▶ **DIRECTIONS FOR THIS TASK**: Rewrite the listing below, starting with its first line and going on through the line with "x=542, y=214", shifting every x and y coordinate in the answers by -38 and keeping every other line unchanged. Leave the pictures out of your copy.

▶ **DATASET EXTRACT**:
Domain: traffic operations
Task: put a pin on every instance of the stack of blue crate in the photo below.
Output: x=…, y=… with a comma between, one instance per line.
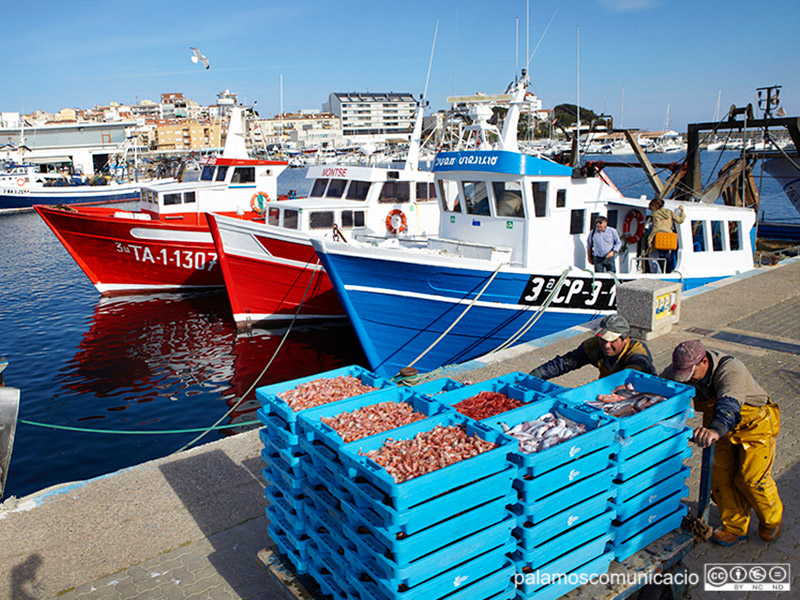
x=445, y=533
x=649, y=455
x=284, y=473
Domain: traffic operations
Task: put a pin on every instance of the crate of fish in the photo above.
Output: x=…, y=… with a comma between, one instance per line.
x=665, y=451
x=551, y=432
x=489, y=398
x=646, y=498
x=631, y=446
x=405, y=551
x=417, y=462
x=637, y=400
x=625, y=548
x=581, y=488
x=540, y=585
x=287, y=399
x=483, y=575
x=566, y=529
x=376, y=507
x=355, y=418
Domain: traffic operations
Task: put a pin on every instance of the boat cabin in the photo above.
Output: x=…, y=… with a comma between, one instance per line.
x=225, y=185
x=542, y=214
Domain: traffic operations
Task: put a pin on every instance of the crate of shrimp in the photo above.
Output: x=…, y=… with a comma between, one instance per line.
x=288, y=398
x=416, y=462
x=488, y=398
x=636, y=400
x=551, y=433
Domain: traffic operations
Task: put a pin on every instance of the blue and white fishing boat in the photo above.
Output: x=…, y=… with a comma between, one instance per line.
x=509, y=263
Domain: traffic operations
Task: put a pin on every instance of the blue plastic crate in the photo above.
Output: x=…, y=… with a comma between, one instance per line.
x=414, y=491
x=565, y=563
x=374, y=506
x=407, y=549
x=652, y=514
x=628, y=447
x=626, y=548
x=268, y=395
x=314, y=429
x=600, y=432
x=500, y=385
x=668, y=450
x=596, y=566
x=678, y=398
x=567, y=529
x=651, y=495
x=484, y=574
x=567, y=497
x=532, y=489
x=295, y=549
x=435, y=387
x=647, y=479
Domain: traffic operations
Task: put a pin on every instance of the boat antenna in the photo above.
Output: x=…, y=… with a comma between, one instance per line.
x=530, y=57
x=412, y=159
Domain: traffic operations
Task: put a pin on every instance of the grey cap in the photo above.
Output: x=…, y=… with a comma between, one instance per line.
x=613, y=326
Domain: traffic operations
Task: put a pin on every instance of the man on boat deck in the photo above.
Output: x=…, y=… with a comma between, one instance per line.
x=610, y=350
x=739, y=417
x=602, y=246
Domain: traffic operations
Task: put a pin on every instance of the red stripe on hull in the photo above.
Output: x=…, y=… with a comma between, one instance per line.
x=106, y=250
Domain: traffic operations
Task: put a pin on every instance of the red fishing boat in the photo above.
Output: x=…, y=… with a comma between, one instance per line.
x=166, y=244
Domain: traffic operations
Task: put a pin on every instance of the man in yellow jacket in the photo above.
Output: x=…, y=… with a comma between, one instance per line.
x=739, y=417
x=611, y=349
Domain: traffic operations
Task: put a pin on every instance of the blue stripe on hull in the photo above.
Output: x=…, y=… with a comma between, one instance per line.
x=28, y=200
x=394, y=330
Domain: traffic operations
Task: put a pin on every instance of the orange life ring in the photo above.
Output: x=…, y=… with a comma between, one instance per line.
x=637, y=216
x=390, y=222
x=258, y=202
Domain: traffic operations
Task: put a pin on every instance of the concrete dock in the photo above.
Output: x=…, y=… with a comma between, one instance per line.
x=192, y=525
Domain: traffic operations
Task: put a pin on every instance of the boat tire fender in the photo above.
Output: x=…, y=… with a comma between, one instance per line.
x=627, y=226
x=399, y=226
x=259, y=201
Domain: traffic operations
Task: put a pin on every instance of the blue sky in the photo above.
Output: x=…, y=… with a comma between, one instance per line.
x=660, y=51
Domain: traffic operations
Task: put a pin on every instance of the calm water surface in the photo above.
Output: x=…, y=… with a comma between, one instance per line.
x=159, y=362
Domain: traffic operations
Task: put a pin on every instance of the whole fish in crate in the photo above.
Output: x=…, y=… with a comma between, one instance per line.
x=545, y=432
x=625, y=401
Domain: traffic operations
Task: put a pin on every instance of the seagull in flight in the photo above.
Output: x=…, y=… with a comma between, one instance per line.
x=199, y=58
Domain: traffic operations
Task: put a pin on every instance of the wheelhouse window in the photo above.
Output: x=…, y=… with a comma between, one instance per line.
x=476, y=198
x=539, y=198
x=336, y=188
x=698, y=236
x=244, y=175
x=735, y=235
x=716, y=236
x=426, y=192
x=508, y=199
x=576, y=222
x=449, y=196
x=358, y=190
x=318, y=190
x=395, y=192
x=321, y=219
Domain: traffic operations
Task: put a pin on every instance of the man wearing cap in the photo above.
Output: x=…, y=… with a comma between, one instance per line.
x=610, y=350
x=739, y=417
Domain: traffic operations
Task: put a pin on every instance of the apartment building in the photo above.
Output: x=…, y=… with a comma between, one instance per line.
x=369, y=116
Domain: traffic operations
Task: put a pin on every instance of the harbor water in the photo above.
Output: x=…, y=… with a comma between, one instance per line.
x=140, y=366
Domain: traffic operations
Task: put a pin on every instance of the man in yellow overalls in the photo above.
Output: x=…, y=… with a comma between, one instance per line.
x=739, y=417
x=611, y=349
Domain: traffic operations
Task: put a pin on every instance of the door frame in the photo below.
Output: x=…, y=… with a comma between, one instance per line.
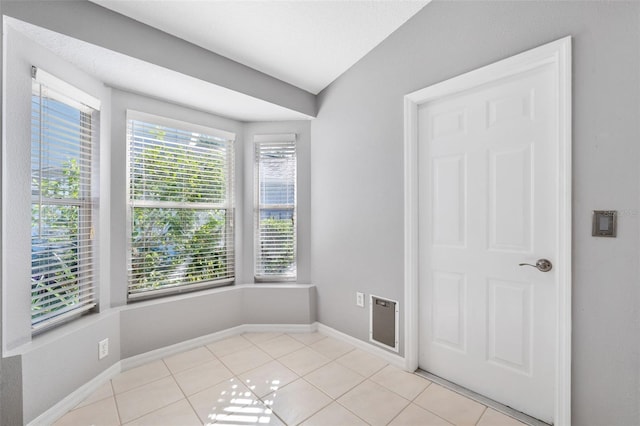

▶ **WRITTEN SOLUTION**:
Domain: traffic operations
Task: put a pin on every instance of the stack of blue crate in the photo below.
Output: x=…, y=… with a comma between, one instance per line.
x=407, y=495
x=611, y=417
x=246, y=435
Domain: traffic operations
Task: put a pin on every instance of the crate of fish in the photo above.
Output: x=…, y=… with a comma between, one instance per line.
x=627, y=413
x=513, y=394
x=451, y=360
x=608, y=460
x=593, y=408
x=367, y=513
x=379, y=424
x=599, y=362
x=587, y=510
x=543, y=450
x=502, y=547
x=249, y=361
x=445, y=537
x=528, y=491
x=338, y=469
x=317, y=380
Domain: traffic operations
Task: put a pin on every instance of the boat cabin in the photo above.
Output: x=…, y=… with a comma between, one instance per line.
x=187, y=147
x=504, y=176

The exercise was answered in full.